=== Text section ===
Based on these findings, it was determined that the data did not fully meet the assumptions necessary for the application of multivariate methods such as MANOVA. Therefore, a different analytical strategy was adopted: a series of univariate general linear models (GLMs) should be applied to the data. Since all dependent variables are numerical in nature and the independent variables are categorical, the use of this method is appropriate. In this context, the term GLM refers to the regression modeling framework that allows for testing the effects of categorical predictors on continuous outcome variables. The sample size in this study (N = 100) was considered appropriate for conducting regression analyses, as the literature requires a minimum of at least 25 participants for accurate regression analysis [40].

Prior to conducting the analysis, because of large number of variables, we considered the possibility of simplifying the analytical model. If substantial multicollinearity had been found among the data, principal component analysis (PCA) would have been applied to reduce the number of variables, simplify the data structure, and consequently facilitate the data analysis process. Additionally, factor analysis would have been used to uncover latent constructs, such as underlying dimensions of user experience, by grouping related items into subscales. However, both methods require substantial inter-item correlations and a sufficient amount of shared variance to be meaningful. Therefore, it was concluded that a series of separate GLMs should be constructed for each of the 14 dependent variables, and that the results should be interpreted individually.
=== Dataset rows ===
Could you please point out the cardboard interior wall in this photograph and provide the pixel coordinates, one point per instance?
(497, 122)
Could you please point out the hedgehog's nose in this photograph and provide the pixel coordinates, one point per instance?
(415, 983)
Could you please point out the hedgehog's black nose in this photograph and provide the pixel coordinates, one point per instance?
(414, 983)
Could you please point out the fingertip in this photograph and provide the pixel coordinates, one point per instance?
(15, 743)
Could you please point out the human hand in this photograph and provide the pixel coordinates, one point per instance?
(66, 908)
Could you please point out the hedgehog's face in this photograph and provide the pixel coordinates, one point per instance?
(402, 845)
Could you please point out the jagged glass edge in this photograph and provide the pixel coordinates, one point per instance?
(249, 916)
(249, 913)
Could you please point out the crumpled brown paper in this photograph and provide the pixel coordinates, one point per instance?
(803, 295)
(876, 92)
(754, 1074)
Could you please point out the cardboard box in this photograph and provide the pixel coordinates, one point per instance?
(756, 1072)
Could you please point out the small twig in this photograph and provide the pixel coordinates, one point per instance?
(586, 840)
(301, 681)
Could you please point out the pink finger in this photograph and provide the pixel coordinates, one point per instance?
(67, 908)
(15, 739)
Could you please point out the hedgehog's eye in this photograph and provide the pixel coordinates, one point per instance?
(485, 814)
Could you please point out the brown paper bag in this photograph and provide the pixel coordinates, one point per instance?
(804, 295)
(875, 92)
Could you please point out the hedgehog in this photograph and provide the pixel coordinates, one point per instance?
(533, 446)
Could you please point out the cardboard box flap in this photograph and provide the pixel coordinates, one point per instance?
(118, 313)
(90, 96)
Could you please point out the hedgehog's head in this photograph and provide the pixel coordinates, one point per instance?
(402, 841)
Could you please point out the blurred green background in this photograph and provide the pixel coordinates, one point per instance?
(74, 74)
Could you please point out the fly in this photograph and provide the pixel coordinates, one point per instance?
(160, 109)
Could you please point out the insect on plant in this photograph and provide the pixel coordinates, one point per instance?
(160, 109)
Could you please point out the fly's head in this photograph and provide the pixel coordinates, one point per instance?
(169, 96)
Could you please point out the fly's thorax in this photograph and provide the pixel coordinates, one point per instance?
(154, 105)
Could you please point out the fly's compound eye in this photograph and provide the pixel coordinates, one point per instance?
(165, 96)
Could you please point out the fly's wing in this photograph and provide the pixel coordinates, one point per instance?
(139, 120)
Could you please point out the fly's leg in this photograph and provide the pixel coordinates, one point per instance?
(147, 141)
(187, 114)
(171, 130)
===
■ **Set tasks**
(a) Please set down, word for word from the statistics passage, the stretch from "Based on these" through "regression analysis [40].".
(b) Name every aim the statistics passage gives for applying principal component analysis.

■ **Expected responses**
(a)
Based on these findings, it was determined that the data did not fully meet the assumptions necessary for the application of multivariate methods such as MANOVA. Therefore, a different analytical strategy was adopted: a series of univariate general linear models (GLMs) should be applied to the data. Since all dependent variables are numerical in nature and the independent variables are categorical, the use of this method is appropriate. In this context, the term GLM refers to the regression modeling framework that allows for testing the effects of categorical predictors on continuous outcome variables. The sample size in this study (N = 100) was considered appropriate for conducting regression analyses, as the literature requires a minimum of at least 25 participants for accurate regression analysis [40].

(b)
- Reduce the number of variables
- Simplify the data structure
- Facilitate the data analysis process